JOBS
1 - According to the artist statement, what is the work based on?
2 - Retype the part of the artist statement starting at "I seek to make" and ending at "of the process.".

PAGE EXCERPT
# # # #

My work is an exploration of metaphor pertaining to process, material, structure, and information within the frame of relationships. I use different methodologies depending on the situation and level of clarity necessary to explain or define these parameters. My work is based on the relationships we have with each other and how that affects the natural environment. Each project involves a wide range of techniques and ideas, which continue to change as my practice evolves.

I seek to make a connection between things taken or used without understanding the full range of that action. This is a problem I witness in the context of relationships: making decisions based on isolated need or want vs. collective and/or connected need. Since the way I process the information doesn’t translate directly, abstraction becomes a part of the process.

# # # #

Part of a data file:
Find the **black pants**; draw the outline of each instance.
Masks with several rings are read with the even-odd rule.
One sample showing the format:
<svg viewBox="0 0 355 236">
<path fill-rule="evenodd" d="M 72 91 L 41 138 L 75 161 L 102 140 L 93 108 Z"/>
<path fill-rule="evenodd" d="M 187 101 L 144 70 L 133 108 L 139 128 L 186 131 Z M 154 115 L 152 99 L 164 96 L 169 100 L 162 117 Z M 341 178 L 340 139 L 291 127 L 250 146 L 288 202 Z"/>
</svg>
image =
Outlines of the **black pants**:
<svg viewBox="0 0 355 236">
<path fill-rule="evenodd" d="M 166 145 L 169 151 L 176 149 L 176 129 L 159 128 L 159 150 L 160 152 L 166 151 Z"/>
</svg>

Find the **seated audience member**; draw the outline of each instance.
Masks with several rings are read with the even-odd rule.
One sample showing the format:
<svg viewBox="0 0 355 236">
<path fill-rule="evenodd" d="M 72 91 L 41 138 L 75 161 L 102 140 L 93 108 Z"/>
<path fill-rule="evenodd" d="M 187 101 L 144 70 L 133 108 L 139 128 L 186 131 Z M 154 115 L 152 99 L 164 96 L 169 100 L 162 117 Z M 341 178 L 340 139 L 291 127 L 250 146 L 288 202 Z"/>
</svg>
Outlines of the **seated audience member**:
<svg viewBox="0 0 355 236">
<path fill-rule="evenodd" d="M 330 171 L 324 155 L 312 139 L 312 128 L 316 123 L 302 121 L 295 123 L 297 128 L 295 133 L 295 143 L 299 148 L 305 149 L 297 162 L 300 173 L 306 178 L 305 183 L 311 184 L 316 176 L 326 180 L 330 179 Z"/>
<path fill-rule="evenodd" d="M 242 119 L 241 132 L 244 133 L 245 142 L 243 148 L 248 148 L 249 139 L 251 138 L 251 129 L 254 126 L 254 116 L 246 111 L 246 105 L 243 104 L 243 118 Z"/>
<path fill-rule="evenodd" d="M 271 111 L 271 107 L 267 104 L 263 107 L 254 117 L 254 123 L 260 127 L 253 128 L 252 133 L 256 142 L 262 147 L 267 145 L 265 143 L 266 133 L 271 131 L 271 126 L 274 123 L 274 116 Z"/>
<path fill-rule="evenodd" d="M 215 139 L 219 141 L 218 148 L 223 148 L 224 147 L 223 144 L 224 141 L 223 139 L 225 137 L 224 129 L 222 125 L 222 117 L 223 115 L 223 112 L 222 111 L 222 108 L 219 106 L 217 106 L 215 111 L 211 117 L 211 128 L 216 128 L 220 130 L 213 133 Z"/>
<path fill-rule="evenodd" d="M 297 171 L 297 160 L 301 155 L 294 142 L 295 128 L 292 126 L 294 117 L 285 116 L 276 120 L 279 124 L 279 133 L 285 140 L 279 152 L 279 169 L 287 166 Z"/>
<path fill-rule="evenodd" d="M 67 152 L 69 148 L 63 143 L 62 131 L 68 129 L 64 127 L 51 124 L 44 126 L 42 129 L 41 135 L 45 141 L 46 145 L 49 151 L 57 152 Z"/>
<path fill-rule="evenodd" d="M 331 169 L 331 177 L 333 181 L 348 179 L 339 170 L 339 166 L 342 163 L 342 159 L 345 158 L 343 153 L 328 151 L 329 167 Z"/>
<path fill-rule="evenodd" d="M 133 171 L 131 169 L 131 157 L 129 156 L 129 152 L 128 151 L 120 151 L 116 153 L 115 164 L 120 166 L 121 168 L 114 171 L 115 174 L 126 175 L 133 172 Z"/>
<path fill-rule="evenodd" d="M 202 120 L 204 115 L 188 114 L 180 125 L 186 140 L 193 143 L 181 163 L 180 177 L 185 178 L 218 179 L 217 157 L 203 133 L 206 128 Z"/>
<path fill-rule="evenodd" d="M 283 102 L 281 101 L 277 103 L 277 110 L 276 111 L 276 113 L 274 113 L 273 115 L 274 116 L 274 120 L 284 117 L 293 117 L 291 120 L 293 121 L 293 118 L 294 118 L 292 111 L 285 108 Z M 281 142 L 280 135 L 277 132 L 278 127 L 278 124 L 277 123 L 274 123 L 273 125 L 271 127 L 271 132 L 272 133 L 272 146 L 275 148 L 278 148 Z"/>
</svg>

# # # #

RESULTS BY TASK
1 - The relationships we have with each other and how that affects the natural environment.

2 -
I seek to make a connection between things taken or used without understanding the full range of that action. This is a problem I witness in the context of relationships: making decisions based on isolated need or want vs. collective and/or connected need. Since the way I process the information doesn’t translate directly, abstraction becomes a part of the process.